> [Task statement] Write out, please, the line containing "Objective — a point for each instance of the dark jacket" together with all lines after it, up to and including the last one, with no other output.

> [Records for processing]
+-------+

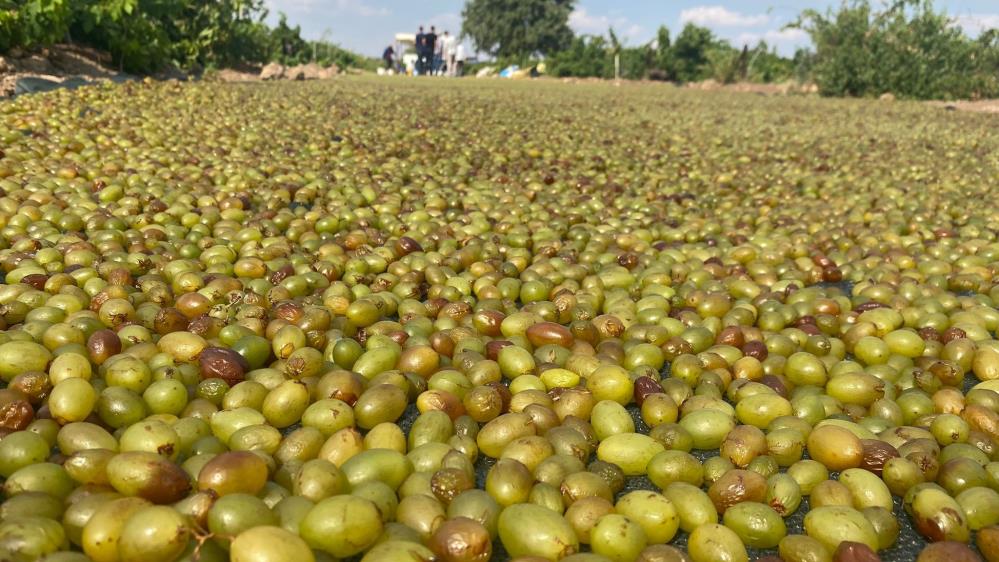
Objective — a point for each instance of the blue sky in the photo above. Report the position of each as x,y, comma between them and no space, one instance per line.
367,26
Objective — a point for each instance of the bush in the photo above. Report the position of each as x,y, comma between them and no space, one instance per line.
147,35
909,50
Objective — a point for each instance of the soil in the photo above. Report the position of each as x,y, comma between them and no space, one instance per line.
979,106
63,62
57,64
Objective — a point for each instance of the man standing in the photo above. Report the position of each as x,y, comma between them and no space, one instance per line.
459,58
430,42
449,44
388,57
421,47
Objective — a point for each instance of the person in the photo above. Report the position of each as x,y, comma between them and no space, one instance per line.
440,53
450,41
430,45
459,58
388,56
421,46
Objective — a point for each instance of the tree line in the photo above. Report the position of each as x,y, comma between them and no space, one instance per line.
145,36
908,49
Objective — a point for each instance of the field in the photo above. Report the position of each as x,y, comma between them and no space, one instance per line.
302,321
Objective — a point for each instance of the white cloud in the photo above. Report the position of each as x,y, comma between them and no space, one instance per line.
450,22
352,7
977,23
720,16
582,21
360,8
773,37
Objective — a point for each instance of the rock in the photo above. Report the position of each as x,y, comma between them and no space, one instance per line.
329,72
272,71
37,64
311,71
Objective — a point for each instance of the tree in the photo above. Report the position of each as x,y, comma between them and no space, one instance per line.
691,53
908,49
518,28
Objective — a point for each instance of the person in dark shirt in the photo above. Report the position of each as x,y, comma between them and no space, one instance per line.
421,42
430,40
388,56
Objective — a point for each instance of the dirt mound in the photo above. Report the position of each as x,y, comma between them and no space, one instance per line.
55,65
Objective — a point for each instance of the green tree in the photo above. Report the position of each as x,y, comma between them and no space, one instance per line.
518,29
690,53
587,55
908,49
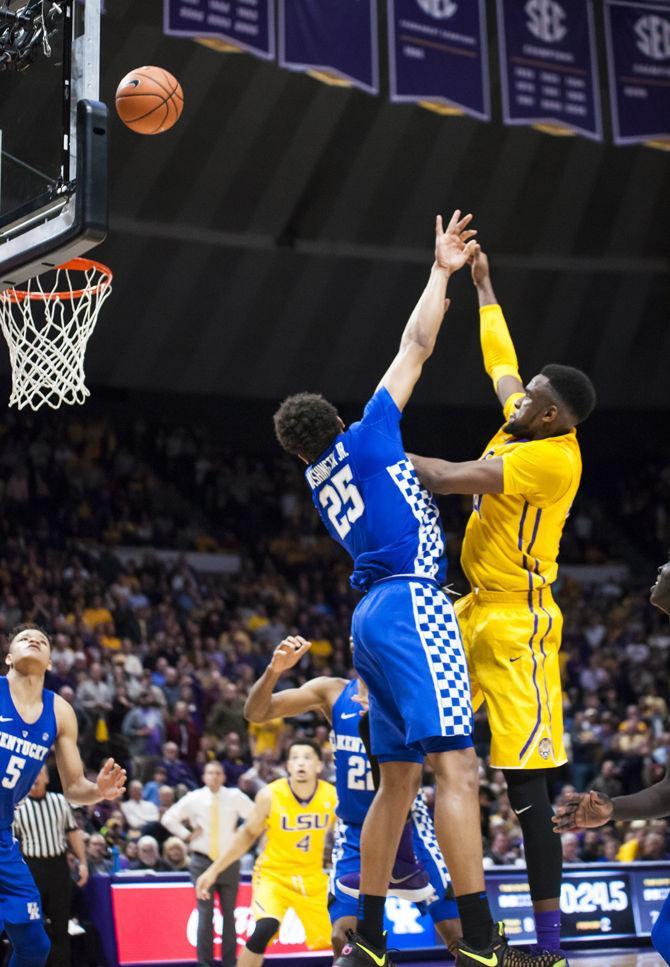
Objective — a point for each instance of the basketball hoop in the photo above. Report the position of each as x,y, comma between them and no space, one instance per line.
47,328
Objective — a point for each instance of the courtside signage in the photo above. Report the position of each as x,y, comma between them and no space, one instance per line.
246,24
638,59
548,64
438,55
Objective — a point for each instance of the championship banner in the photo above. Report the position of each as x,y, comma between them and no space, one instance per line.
247,25
333,40
638,55
438,55
549,66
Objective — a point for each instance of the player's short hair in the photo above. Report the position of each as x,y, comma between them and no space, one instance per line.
309,742
28,626
305,424
574,388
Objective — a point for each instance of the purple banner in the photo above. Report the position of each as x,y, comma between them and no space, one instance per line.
638,54
549,65
438,54
247,24
335,40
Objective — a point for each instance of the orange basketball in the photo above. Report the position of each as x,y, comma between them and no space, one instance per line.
149,100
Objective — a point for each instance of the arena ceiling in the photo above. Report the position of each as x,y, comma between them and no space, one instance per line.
277,238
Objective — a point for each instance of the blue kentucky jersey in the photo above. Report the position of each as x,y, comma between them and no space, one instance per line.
369,497
353,778
23,750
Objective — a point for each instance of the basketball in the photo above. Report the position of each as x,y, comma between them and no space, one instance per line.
149,100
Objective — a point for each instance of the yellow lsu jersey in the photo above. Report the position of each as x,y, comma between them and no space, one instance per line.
296,831
512,539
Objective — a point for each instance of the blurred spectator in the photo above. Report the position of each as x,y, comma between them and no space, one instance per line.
98,858
175,854
137,811
149,856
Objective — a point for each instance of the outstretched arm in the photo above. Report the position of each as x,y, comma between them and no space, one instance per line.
589,809
498,350
470,477
77,789
242,841
319,694
452,250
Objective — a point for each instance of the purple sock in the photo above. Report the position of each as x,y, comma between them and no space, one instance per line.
405,852
548,929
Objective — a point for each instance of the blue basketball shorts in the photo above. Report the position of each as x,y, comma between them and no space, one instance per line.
19,897
346,858
409,652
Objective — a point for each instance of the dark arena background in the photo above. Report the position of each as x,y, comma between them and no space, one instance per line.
276,240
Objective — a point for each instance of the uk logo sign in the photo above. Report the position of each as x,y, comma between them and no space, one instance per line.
546,20
653,37
440,9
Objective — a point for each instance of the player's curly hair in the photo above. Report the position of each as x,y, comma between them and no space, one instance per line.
305,424
574,388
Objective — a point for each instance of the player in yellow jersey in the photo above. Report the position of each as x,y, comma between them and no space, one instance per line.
295,814
523,487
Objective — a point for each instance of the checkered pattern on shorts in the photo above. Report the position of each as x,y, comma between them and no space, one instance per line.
441,640
337,852
424,509
426,831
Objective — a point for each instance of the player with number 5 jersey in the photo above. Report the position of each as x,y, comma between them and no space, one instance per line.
32,720
407,644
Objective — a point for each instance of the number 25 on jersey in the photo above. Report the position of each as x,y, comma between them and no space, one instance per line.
342,500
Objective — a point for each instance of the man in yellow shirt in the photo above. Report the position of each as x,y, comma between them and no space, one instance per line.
523,487
295,814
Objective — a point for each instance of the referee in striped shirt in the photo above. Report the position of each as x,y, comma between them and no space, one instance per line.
46,828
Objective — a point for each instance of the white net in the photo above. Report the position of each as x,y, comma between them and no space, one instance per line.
47,327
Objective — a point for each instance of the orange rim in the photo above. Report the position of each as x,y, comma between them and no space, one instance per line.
74,265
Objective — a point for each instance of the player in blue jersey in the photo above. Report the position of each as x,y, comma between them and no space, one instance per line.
343,703
408,647
32,720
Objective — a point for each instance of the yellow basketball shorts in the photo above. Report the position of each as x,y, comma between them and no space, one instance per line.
511,643
273,896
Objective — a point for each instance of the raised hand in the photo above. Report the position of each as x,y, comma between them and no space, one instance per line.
288,653
455,246
583,810
111,781
479,266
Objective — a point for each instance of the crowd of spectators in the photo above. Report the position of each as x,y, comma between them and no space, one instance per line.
157,658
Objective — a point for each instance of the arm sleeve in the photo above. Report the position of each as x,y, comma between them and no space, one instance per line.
538,471
70,822
497,346
376,441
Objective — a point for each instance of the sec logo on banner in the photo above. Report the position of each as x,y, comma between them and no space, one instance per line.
546,20
653,37
440,9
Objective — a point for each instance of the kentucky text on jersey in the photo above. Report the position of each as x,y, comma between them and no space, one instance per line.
21,746
371,502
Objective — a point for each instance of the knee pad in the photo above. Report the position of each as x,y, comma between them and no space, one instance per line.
30,942
262,935
528,792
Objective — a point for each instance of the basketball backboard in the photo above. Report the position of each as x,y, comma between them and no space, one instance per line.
53,135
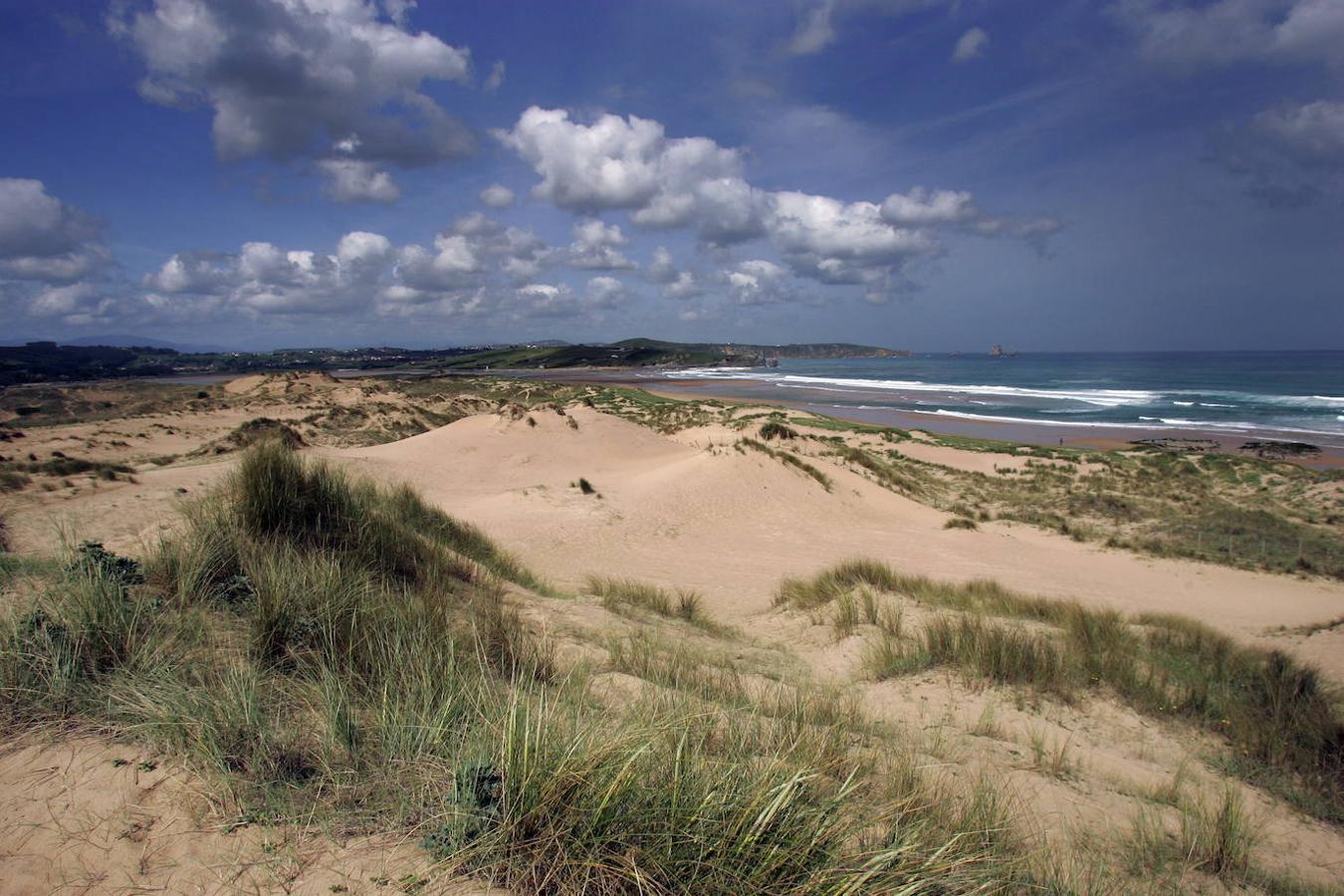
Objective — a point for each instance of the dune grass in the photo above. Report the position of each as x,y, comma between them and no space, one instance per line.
683,603
338,653
1281,722
789,460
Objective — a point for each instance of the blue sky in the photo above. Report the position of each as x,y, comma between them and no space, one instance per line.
1099,175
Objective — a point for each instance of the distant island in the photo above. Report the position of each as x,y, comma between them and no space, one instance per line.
53,361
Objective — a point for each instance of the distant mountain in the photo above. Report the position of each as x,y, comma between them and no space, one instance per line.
122,340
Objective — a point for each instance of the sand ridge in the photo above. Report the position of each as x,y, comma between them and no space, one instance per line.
732,524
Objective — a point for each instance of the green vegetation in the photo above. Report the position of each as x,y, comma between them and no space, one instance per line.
1277,715
630,592
331,652
1235,511
776,430
49,361
789,460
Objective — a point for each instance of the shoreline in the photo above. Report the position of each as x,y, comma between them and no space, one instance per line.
1099,437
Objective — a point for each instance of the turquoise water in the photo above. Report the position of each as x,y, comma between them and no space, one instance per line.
1233,392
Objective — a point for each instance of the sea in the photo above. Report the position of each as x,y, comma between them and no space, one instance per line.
1251,394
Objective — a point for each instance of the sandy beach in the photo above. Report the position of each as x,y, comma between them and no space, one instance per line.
1095,437
692,508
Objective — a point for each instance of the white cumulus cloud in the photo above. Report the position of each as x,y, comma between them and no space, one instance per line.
331,81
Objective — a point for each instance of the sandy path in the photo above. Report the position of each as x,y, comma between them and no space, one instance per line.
733,524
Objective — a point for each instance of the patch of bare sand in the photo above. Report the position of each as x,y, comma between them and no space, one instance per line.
89,815
1075,774
733,523
126,518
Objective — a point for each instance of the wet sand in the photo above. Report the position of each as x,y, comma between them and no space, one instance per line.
1093,437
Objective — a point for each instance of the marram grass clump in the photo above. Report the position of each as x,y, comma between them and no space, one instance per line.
333,652
1283,727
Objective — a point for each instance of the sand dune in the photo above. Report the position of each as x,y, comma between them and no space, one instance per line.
732,524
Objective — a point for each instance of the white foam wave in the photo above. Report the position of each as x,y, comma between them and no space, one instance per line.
1099,398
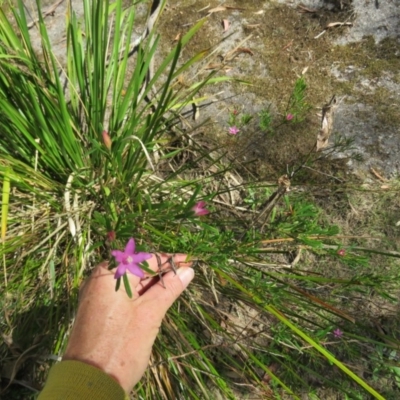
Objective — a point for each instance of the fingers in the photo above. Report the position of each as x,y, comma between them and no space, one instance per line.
164,262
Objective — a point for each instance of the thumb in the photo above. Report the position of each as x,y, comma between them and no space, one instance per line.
162,297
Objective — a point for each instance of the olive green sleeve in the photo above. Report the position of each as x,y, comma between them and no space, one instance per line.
74,380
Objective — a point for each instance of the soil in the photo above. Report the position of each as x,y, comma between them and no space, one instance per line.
284,40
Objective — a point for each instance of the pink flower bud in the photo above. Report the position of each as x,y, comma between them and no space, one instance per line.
107,140
111,236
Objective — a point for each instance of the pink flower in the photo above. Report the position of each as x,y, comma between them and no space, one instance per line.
111,236
341,252
129,260
337,333
199,209
289,117
107,140
233,130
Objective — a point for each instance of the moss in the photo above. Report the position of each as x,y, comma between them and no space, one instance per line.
284,45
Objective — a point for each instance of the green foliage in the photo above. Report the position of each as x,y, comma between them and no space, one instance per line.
97,148
265,120
297,105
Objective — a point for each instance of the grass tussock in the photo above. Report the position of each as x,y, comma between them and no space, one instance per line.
296,278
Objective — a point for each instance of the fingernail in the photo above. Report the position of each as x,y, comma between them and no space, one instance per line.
185,275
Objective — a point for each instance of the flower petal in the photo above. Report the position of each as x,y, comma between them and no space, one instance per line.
121,269
130,247
134,269
119,255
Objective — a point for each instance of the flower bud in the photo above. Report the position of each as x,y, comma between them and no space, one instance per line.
107,140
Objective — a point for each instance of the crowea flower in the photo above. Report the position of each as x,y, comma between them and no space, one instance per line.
107,140
341,252
337,333
233,130
129,260
200,209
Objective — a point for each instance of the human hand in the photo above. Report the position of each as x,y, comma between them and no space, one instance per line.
115,333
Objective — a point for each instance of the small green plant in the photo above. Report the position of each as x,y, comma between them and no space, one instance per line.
297,106
94,156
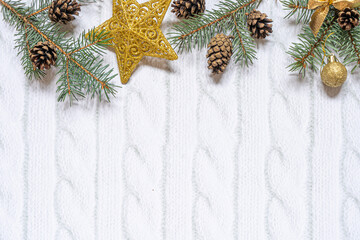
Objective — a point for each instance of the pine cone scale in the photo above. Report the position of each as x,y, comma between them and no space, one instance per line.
63,10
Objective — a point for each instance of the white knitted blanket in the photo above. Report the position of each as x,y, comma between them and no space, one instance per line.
179,155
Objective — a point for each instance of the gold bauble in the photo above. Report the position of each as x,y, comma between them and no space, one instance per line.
334,74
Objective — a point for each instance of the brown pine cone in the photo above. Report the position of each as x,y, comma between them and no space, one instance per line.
188,8
63,10
348,19
219,53
258,24
43,55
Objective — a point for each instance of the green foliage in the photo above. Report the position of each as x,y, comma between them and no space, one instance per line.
228,18
80,67
297,9
308,52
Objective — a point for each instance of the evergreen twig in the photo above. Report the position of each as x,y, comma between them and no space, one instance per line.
80,67
228,18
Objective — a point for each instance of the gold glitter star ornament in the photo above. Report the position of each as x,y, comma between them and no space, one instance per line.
135,32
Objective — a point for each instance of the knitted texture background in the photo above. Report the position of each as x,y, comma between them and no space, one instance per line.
257,154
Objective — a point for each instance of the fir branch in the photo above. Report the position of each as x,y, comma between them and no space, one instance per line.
244,46
309,51
81,68
228,14
299,9
348,46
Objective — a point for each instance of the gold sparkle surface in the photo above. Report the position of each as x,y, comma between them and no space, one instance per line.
135,32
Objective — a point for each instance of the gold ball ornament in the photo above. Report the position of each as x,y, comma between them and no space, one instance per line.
334,73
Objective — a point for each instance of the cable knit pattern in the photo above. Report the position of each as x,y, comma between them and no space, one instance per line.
255,153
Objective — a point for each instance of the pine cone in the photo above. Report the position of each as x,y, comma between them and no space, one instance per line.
219,53
63,10
43,55
188,8
348,19
258,24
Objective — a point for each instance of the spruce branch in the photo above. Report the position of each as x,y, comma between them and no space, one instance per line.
309,51
228,18
81,69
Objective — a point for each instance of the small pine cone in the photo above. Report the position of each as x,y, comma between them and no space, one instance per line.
219,53
43,55
63,10
348,19
258,24
188,8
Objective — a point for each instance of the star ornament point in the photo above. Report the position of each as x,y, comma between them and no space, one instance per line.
135,32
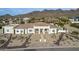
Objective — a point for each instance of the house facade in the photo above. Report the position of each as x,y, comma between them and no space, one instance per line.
32,28
74,19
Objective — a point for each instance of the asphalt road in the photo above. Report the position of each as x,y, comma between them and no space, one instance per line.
41,49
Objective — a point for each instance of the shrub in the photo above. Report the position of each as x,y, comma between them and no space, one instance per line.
75,25
75,33
2,41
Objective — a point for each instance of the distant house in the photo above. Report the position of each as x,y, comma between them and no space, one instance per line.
29,28
74,19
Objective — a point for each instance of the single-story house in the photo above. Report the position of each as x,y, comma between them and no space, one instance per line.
74,19
39,27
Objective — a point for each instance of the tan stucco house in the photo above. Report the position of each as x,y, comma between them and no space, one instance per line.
29,28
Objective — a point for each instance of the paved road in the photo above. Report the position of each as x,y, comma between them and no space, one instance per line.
42,49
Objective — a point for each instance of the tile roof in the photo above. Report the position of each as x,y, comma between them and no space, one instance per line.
30,25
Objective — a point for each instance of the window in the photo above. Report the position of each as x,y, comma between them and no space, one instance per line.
21,31
46,29
53,31
17,31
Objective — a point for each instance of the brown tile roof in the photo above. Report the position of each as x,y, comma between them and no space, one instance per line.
30,25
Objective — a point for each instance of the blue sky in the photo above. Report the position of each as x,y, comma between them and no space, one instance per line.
16,11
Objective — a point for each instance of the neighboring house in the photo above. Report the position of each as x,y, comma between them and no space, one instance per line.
74,19
26,19
29,28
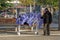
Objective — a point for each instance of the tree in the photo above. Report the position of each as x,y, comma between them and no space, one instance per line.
4,5
48,2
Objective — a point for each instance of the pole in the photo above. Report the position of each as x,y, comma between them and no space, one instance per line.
16,8
59,15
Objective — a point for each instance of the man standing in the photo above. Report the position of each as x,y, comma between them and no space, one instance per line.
47,19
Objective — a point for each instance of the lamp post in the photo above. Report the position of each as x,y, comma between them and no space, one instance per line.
16,8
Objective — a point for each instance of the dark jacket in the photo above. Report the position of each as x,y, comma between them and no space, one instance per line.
47,17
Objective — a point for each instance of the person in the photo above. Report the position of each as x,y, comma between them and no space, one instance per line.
47,20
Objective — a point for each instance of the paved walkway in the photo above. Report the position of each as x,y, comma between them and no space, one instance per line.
8,36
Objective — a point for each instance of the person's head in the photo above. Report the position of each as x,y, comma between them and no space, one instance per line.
46,9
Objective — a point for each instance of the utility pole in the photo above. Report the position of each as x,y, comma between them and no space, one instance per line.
59,15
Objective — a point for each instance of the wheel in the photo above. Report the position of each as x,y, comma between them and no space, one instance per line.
36,33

+-------+

> [Solution for this exercise]
Objective — a point for each instance of the dark jacket in the photo above. Report the position of each as x,y, comma between them and no space, one instance per line.
47,17
Objective — a point for each instance of the person in the photo above. Report the position of each as x,y, comma between them and no space, one instance per line.
47,20
Objective — a point for each instance of the paved walkway in the photo above. Report the position of each as x,y, comma between them and no space, one instance per line.
8,36
Objective — a point for each instance of the person's head in the photo above. Report the position of each as x,y, comma between them and no space, one instance per line.
46,9
Objective — a point for each instance of the utility pole in the photo above. Report the position of each as x,y, comma between them and no space, one instance per line.
59,15
Objective — a point for each instance of the wheel in the photo above. Report the position of each as x,y, comma between them and no space, one instance per line.
36,33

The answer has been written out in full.